_Aim_.
Convert the lines starting with the line containing "You are given" and going on through the line containing "(1230, 255)" into a two-column CSV with the headers instruction and answer. Each row should pair an instruction with the lines that answer it, with each field in double quotes and line breaks replaced by spaces.

_Data shown_.
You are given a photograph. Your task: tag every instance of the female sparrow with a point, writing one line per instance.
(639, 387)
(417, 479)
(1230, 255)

...

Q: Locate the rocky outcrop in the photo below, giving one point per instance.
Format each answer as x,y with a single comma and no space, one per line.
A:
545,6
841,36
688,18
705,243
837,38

==

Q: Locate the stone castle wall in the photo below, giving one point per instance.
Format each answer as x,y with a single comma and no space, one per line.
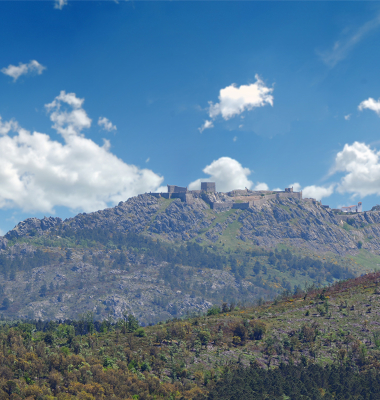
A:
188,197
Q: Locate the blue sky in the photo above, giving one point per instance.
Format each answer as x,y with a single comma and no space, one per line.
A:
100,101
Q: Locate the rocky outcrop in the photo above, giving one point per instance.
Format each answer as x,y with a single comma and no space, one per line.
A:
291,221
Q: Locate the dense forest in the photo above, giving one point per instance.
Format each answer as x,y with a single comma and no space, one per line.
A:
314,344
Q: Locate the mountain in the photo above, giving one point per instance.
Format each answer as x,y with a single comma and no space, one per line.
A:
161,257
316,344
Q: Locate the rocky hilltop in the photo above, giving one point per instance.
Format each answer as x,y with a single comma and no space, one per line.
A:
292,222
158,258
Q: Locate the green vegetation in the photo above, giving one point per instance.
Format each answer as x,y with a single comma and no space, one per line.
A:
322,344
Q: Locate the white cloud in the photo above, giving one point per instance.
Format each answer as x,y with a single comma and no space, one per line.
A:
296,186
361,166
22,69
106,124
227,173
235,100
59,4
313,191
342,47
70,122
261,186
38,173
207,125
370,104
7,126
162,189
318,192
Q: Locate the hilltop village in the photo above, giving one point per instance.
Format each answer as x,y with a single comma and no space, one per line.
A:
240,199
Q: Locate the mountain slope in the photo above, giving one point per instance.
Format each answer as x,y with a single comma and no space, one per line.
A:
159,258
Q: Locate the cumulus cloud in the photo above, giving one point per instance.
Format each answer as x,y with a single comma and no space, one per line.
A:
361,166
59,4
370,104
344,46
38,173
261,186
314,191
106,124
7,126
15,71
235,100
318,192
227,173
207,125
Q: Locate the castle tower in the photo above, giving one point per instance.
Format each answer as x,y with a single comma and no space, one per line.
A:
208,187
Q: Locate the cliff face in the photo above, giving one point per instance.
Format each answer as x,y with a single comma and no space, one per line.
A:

_Final result_.
instruction,answer
"You are given a photograph. Your task: tag every instance of the female sparrow with a point, writing one line per instance.","(639, 387) (417, 479) (1230, 255)"